╔══

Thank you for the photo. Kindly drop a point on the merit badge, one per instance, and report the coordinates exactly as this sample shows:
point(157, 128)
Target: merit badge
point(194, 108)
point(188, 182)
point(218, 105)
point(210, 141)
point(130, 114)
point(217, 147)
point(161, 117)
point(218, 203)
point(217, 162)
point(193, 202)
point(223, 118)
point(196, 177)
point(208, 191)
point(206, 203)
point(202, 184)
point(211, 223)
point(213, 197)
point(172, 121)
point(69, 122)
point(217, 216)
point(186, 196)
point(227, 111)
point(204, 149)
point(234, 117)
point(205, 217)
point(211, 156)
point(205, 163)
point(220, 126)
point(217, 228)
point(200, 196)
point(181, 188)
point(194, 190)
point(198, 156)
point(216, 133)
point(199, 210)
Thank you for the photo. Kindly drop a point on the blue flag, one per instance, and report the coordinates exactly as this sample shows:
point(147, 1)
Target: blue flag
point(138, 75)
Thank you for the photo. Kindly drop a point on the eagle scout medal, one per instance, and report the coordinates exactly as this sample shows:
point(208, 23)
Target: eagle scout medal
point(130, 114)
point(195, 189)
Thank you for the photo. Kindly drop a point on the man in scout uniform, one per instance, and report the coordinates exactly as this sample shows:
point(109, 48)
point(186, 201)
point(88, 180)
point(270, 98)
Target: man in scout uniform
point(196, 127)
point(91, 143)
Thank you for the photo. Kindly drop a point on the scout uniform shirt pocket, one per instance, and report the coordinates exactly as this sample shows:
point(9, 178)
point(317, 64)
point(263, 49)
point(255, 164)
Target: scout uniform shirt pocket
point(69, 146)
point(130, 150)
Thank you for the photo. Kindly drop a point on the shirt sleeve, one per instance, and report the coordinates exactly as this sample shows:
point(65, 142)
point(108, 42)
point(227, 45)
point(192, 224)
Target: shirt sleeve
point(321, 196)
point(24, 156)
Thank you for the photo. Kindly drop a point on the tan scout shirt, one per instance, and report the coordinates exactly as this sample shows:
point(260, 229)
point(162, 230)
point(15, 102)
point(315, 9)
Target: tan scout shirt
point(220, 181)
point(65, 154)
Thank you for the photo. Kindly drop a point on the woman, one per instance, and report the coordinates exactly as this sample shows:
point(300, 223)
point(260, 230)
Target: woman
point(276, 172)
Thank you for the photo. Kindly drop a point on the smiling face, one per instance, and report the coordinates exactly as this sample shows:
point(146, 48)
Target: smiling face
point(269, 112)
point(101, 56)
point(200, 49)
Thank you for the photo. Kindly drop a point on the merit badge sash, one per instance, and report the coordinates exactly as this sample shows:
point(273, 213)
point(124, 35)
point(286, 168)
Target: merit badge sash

╚══

Rewrite every line from the one containing "on the smiling" through the end of the data, inclusive, requests included. Add 144 to each coordinate in the answer points, but leave the requests and their sample points as they are.

→ Completed exercise:
Thank you for the photo. Kindly drop a point on the smiling face, one per instance, and report the coordinates exactly as this sample shows:
point(146, 48)
Target: smiling face
point(413, 256)
point(245, 200)
point(344, 193)
Thank you for the photo. Kindly drop a point on the merit badge sash, one per instance, and report the coordinates exactly as this sample shows:
point(273, 213)
point(124, 35)
point(286, 168)
Target: merit badge sash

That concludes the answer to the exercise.